(Data for this task):
──────────
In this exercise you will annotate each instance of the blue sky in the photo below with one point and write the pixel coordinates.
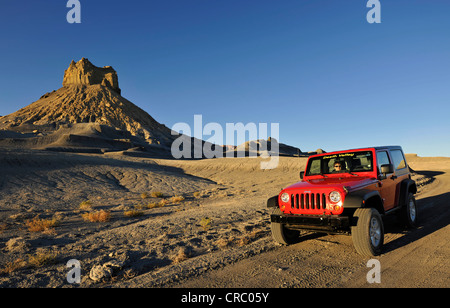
(318, 68)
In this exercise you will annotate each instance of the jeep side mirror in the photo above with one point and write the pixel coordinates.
(387, 168)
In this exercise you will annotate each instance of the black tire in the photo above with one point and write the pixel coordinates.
(281, 234)
(368, 234)
(408, 213)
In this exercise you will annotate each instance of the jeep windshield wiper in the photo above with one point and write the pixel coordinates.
(351, 173)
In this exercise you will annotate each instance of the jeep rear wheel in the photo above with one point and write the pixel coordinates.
(408, 213)
(281, 234)
(368, 234)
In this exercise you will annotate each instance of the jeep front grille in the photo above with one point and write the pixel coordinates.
(309, 201)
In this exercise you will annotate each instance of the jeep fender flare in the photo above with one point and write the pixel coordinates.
(272, 202)
(407, 186)
(364, 198)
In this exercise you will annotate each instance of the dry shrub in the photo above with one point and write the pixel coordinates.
(197, 194)
(133, 213)
(181, 256)
(205, 223)
(86, 205)
(157, 194)
(98, 216)
(162, 203)
(41, 225)
(177, 199)
(42, 258)
(13, 266)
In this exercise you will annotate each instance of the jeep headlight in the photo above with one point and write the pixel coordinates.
(335, 196)
(285, 197)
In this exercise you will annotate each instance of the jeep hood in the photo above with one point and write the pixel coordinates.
(351, 183)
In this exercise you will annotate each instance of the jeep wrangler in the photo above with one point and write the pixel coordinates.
(347, 192)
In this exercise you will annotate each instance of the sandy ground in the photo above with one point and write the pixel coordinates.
(218, 236)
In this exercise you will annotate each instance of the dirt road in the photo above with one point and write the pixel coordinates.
(411, 258)
(218, 236)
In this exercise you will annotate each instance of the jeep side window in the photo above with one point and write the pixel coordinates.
(399, 159)
(382, 159)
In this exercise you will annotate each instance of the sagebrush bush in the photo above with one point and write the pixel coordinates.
(98, 216)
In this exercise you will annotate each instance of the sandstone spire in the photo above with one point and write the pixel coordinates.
(84, 72)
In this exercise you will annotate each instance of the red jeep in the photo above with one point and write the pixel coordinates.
(347, 192)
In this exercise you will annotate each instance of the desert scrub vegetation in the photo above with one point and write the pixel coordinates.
(156, 194)
(205, 223)
(133, 213)
(97, 216)
(12, 266)
(41, 225)
(176, 199)
(86, 206)
(42, 258)
(182, 255)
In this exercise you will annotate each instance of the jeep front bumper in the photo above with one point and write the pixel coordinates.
(325, 223)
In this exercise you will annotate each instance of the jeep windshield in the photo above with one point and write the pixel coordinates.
(349, 162)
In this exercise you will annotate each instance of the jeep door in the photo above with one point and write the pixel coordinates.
(387, 185)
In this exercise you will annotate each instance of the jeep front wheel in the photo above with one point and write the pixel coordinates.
(368, 233)
(408, 213)
(281, 234)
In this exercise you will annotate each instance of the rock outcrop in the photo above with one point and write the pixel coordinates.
(84, 72)
(89, 105)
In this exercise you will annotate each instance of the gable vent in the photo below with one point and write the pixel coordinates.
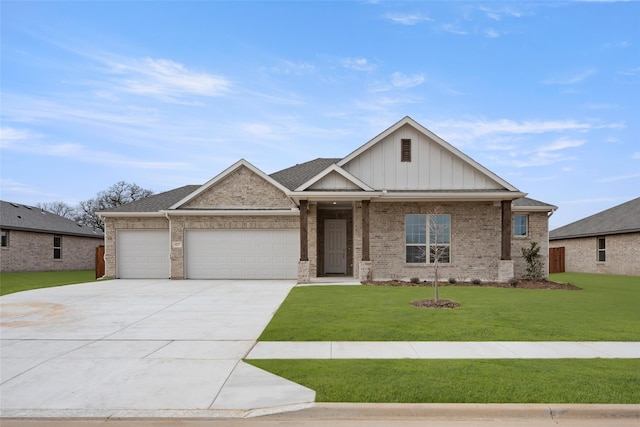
(405, 151)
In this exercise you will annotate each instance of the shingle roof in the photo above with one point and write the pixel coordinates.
(624, 218)
(14, 216)
(297, 175)
(156, 202)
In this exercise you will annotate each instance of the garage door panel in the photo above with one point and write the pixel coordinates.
(241, 254)
(143, 254)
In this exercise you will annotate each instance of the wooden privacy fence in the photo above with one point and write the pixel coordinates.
(556, 260)
(99, 261)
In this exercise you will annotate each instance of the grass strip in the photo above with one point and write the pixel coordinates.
(605, 310)
(17, 282)
(588, 381)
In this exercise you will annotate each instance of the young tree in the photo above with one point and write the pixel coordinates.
(116, 195)
(437, 246)
(534, 261)
(59, 208)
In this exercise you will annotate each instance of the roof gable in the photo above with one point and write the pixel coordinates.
(241, 186)
(334, 178)
(624, 218)
(14, 216)
(435, 164)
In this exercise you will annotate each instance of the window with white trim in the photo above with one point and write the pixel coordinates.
(437, 233)
(520, 223)
(57, 247)
(602, 255)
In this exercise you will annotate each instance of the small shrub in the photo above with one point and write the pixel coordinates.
(534, 261)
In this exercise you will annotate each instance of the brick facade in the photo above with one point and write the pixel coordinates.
(31, 251)
(475, 241)
(622, 254)
(240, 190)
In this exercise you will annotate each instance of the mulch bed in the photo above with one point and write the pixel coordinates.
(522, 284)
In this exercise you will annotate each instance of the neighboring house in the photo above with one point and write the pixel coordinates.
(37, 240)
(607, 242)
(365, 216)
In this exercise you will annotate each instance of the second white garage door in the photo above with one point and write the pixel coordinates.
(242, 254)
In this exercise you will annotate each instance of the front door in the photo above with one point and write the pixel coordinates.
(335, 246)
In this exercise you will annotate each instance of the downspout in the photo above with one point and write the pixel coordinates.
(166, 214)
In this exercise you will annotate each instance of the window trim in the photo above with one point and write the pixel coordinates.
(526, 226)
(427, 237)
(601, 252)
(405, 150)
(57, 250)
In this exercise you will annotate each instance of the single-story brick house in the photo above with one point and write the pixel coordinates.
(367, 215)
(607, 242)
(36, 240)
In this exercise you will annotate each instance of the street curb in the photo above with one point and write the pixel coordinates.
(461, 411)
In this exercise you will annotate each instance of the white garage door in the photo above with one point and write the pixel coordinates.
(242, 254)
(143, 254)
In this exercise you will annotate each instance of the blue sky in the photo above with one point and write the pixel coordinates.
(163, 94)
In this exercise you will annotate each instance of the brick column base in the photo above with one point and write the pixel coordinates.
(365, 271)
(304, 271)
(505, 271)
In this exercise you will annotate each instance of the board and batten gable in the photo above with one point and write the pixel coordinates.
(432, 166)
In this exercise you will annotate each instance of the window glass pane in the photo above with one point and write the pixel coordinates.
(440, 251)
(416, 254)
(416, 230)
(519, 225)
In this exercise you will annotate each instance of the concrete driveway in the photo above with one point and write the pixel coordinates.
(136, 348)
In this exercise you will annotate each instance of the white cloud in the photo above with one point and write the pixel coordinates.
(407, 18)
(404, 81)
(571, 79)
(619, 178)
(358, 64)
(166, 78)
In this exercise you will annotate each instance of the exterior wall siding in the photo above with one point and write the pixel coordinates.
(622, 254)
(29, 251)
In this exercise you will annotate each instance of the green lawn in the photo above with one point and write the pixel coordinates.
(605, 310)
(16, 282)
(465, 381)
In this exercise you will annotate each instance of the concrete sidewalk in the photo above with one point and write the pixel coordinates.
(444, 350)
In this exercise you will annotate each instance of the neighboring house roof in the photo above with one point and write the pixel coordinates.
(156, 202)
(14, 216)
(624, 218)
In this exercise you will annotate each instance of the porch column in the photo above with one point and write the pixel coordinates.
(304, 230)
(506, 230)
(365, 230)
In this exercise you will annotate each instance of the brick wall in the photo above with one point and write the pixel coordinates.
(241, 189)
(475, 241)
(622, 254)
(29, 251)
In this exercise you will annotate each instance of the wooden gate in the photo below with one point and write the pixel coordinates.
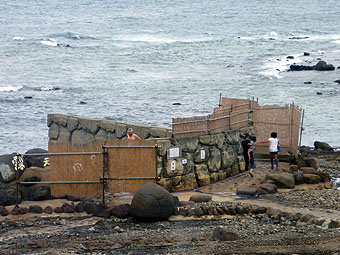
(135, 159)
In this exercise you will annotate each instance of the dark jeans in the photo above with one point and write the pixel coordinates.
(246, 159)
(252, 160)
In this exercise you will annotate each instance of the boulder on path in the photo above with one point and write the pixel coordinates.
(200, 198)
(38, 161)
(282, 179)
(298, 176)
(311, 178)
(248, 191)
(324, 177)
(223, 234)
(322, 146)
(152, 202)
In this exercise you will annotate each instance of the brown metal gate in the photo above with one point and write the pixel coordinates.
(123, 165)
(132, 160)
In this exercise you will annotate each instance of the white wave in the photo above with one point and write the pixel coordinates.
(18, 38)
(50, 42)
(10, 88)
(274, 66)
(159, 39)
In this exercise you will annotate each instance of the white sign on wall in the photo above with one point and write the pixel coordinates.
(173, 165)
(202, 154)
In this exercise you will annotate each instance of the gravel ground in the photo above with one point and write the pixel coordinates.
(258, 235)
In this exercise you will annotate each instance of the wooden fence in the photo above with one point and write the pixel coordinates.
(236, 113)
(230, 115)
(284, 120)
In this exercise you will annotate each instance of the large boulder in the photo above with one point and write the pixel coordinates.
(282, 179)
(7, 172)
(323, 66)
(8, 195)
(38, 161)
(324, 177)
(323, 146)
(152, 202)
(247, 191)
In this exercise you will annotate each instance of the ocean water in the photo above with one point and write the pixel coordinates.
(131, 60)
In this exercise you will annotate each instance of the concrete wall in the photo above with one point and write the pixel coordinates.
(223, 158)
(223, 151)
(80, 130)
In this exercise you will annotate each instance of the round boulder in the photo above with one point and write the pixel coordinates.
(152, 202)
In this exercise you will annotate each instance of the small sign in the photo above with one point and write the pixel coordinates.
(202, 154)
(173, 165)
(174, 152)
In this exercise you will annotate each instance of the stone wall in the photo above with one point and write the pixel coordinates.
(223, 158)
(223, 151)
(80, 130)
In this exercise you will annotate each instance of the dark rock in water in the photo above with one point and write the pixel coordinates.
(311, 178)
(48, 209)
(323, 146)
(58, 210)
(35, 209)
(79, 208)
(152, 202)
(295, 67)
(8, 195)
(121, 211)
(67, 208)
(40, 193)
(38, 161)
(15, 211)
(200, 198)
(323, 66)
(224, 234)
(7, 172)
(298, 37)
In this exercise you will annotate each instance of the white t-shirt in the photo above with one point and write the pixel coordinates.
(273, 142)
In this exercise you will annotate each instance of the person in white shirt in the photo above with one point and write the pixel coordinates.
(273, 150)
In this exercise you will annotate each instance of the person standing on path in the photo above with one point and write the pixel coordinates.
(246, 146)
(273, 149)
(132, 136)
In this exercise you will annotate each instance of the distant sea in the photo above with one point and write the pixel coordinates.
(131, 60)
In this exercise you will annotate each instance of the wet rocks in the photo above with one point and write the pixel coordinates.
(224, 234)
(282, 179)
(248, 191)
(200, 198)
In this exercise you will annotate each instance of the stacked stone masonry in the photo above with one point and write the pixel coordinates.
(222, 151)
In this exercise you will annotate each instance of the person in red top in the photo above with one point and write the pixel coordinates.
(132, 136)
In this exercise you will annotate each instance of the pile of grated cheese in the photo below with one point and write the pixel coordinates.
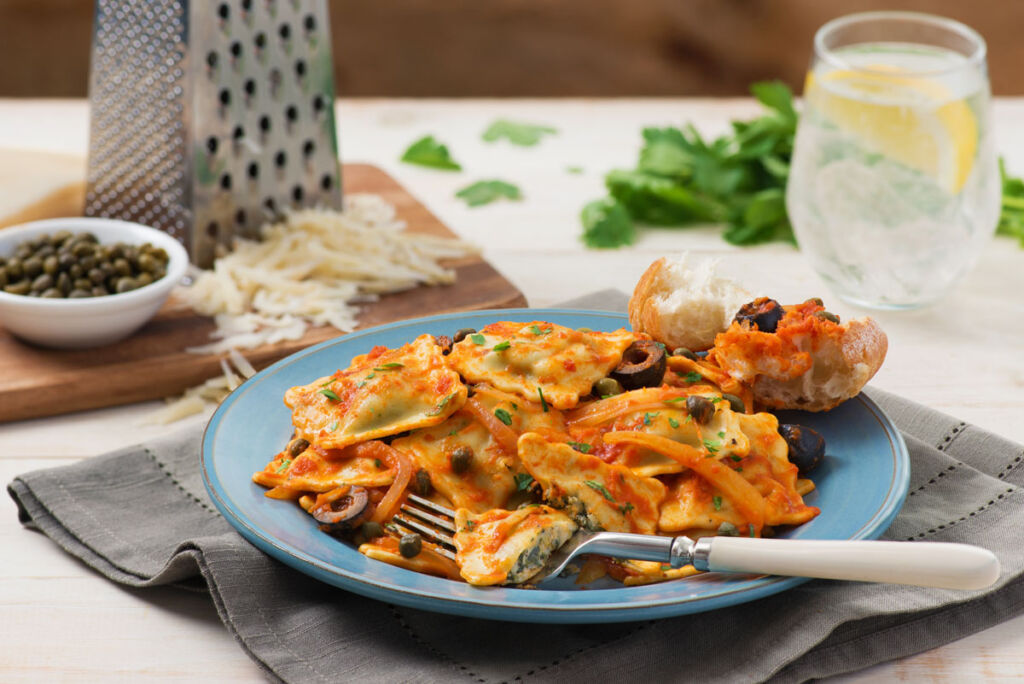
(310, 269)
(313, 268)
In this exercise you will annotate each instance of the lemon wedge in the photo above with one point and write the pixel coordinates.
(913, 121)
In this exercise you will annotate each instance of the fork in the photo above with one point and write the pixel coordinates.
(938, 564)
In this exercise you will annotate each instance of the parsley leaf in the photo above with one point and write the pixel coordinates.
(485, 191)
(429, 152)
(606, 223)
(517, 132)
(597, 486)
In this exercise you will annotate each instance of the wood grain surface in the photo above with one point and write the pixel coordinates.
(153, 364)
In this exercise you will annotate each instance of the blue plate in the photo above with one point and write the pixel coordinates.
(860, 487)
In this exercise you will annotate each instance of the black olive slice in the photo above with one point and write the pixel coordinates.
(807, 446)
(344, 512)
(642, 366)
(763, 312)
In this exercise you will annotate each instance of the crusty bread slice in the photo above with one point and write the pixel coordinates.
(808, 364)
(683, 304)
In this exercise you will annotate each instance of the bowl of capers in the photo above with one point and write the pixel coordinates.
(78, 283)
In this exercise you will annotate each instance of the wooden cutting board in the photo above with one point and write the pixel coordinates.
(153, 362)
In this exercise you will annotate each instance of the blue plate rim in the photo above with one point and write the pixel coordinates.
(576, 611)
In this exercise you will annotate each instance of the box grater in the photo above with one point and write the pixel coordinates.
(210, 118)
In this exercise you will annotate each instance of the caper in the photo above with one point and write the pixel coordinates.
(42, 282)
(699, 408)
(410, 545)
(735, 402)
(15, 270)
(18, 288)
(126, 285)
(297, 446)
(462, 460)
(372, 529)
(33, 266)
(422, 483)
(684, 352)
(64, 283)
(826, 315)
(607, 387)
(728, 529)
(462, 334)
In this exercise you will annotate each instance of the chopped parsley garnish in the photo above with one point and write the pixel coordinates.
(430, 153)
(523, 481)
(597, 486)
(517, 132)
(485, 191)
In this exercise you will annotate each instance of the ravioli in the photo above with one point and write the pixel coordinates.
(540, 358)
(508, 547)
(693, 504)
(491, 479)
(598, 496)
(381, 393)
(313, 471)
(659, 411)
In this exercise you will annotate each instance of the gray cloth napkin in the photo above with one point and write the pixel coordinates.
(141, 517)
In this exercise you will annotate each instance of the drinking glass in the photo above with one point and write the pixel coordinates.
(894, 187)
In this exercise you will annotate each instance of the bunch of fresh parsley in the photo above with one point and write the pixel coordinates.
(681, 179)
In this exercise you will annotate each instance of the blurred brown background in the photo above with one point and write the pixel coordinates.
(528, 47)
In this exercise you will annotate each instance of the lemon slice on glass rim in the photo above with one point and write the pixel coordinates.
(910, 120)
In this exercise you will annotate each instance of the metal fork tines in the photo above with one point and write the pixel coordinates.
(436, 522)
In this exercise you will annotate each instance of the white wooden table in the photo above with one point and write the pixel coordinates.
(61, 622)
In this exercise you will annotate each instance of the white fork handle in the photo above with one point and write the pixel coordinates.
(920, 563)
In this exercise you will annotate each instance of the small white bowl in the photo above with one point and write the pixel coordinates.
(78, 324)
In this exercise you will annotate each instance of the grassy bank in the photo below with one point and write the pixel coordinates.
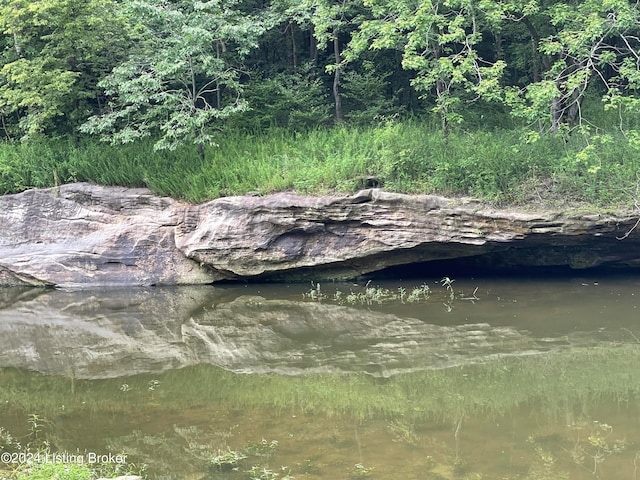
(497, 166)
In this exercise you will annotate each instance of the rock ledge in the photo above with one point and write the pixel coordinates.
(81, 235)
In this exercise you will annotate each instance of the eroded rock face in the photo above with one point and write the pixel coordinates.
(82, 234)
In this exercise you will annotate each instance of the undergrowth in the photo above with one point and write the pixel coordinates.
(499, 166)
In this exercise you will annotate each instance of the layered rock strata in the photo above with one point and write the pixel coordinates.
(81, 235)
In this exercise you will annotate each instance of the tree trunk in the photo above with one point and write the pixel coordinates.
(556, 114)
(313, 47)
(336, 77)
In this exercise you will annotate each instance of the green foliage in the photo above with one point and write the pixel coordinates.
(56, 52)
(500, 166)
(183, 77)
(59, 471)
(296, 101)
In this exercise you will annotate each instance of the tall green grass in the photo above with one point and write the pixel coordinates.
(406, 156)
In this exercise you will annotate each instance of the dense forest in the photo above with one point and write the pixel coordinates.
(199, 73)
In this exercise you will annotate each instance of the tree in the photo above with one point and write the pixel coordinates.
(581, 43)
(55, 52)
(438, 40)
(183, 77)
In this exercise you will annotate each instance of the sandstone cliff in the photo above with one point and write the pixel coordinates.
(81, 235)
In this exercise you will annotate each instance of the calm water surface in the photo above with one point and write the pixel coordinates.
(506, 379)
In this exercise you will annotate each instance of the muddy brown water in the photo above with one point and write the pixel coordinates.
(509, 379)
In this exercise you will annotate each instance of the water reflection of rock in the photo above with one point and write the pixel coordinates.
(116, 333)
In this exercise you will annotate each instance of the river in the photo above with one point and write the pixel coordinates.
(486, 378)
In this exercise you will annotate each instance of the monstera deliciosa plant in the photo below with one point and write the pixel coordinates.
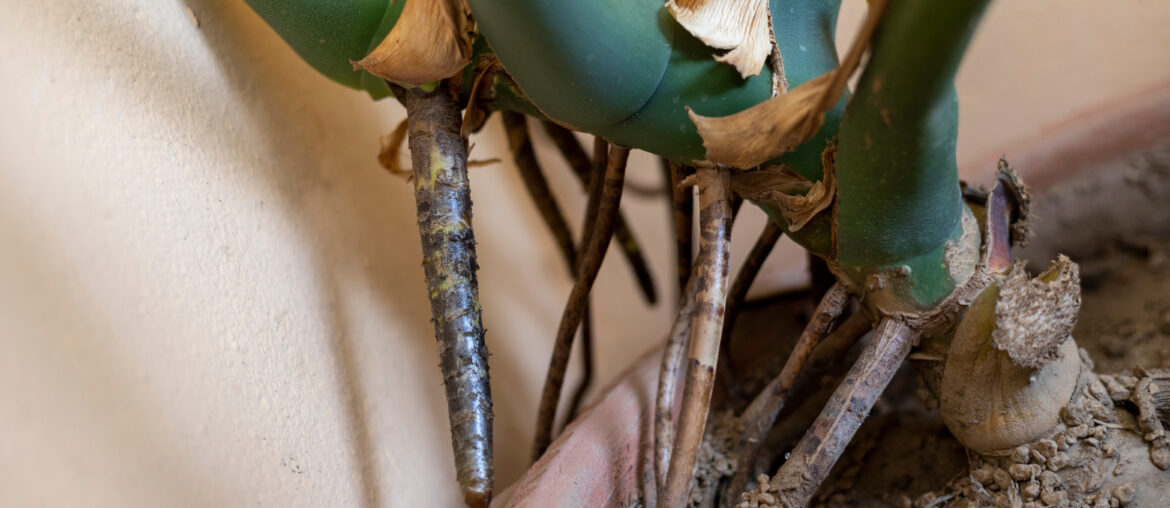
(748, 101)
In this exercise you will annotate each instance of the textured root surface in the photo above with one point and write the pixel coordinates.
(444, 200)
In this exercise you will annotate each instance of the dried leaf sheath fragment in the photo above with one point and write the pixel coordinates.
(444, 201)
(426, 45)
(742, 27)
(711, 282)
(778, 125)
(606, 212)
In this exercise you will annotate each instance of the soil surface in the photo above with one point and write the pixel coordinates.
(1113, 220)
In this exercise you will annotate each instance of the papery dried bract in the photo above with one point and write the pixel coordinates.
(426, 45)
(798, 199)
(778, 125)
(738, 26)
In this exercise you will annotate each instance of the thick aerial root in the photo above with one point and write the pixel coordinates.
(682, 205)
(736, 295)
(812, 459)
(444, 200)
(711, 283)
(668, 381)
(759, 417)
(605, 197)
(521, 143)
(575, 155)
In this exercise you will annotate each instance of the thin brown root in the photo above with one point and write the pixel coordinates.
(521, 143)
(607, 193)
(736, 295)
(444, 203)
(759, 417)
(575, 155)
(682, 204)
(668, 382)
(812, 459)
(711, 280)
(586, 381)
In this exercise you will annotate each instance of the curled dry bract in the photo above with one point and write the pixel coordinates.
(1012, 366)
(738, 26)
(426, 45)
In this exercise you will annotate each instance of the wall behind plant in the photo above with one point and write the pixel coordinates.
(211, 293)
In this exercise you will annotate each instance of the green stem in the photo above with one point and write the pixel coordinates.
(897, 182)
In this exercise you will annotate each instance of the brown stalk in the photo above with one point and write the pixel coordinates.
(668, 382)
(606, 192)
(737, 294)
(682, 204)
(759, 417)
(444, 205)
(521, 143)
(812, 459)
(575, 155)
(711, 281)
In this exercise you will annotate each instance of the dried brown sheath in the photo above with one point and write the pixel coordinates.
(711, 283)
(606, 212)
(444, 200)
(575, 155)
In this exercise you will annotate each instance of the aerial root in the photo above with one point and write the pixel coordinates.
(759, 417)
(711, 281)
(444, 204)
(579, 162)
(736, 296)
(812, 459)
(605, 198)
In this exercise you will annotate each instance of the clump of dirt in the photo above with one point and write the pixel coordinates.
(1114, 222)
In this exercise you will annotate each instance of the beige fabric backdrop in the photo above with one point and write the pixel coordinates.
(211, 294)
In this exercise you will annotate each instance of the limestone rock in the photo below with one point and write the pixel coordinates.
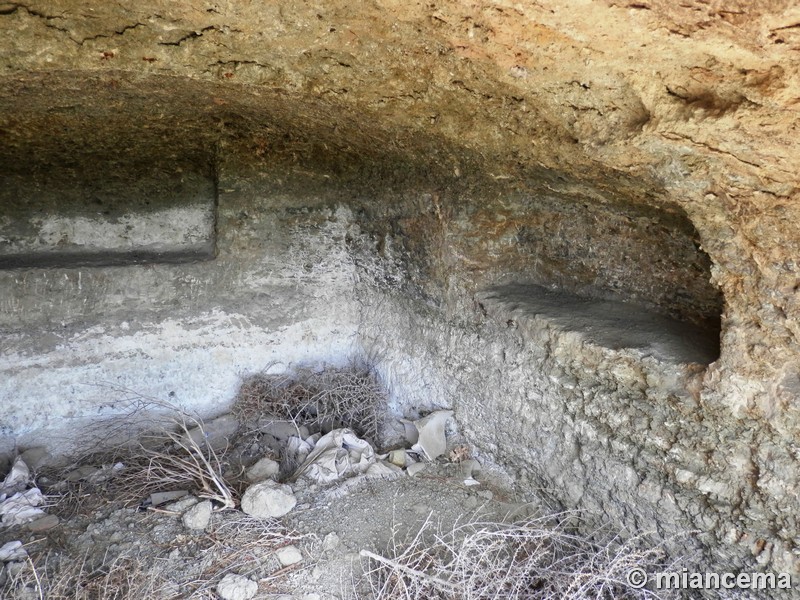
──────────
(What this task involves): Report how many lines of the material above contain the string "shrub", and give only the number.

(Output for this task): 2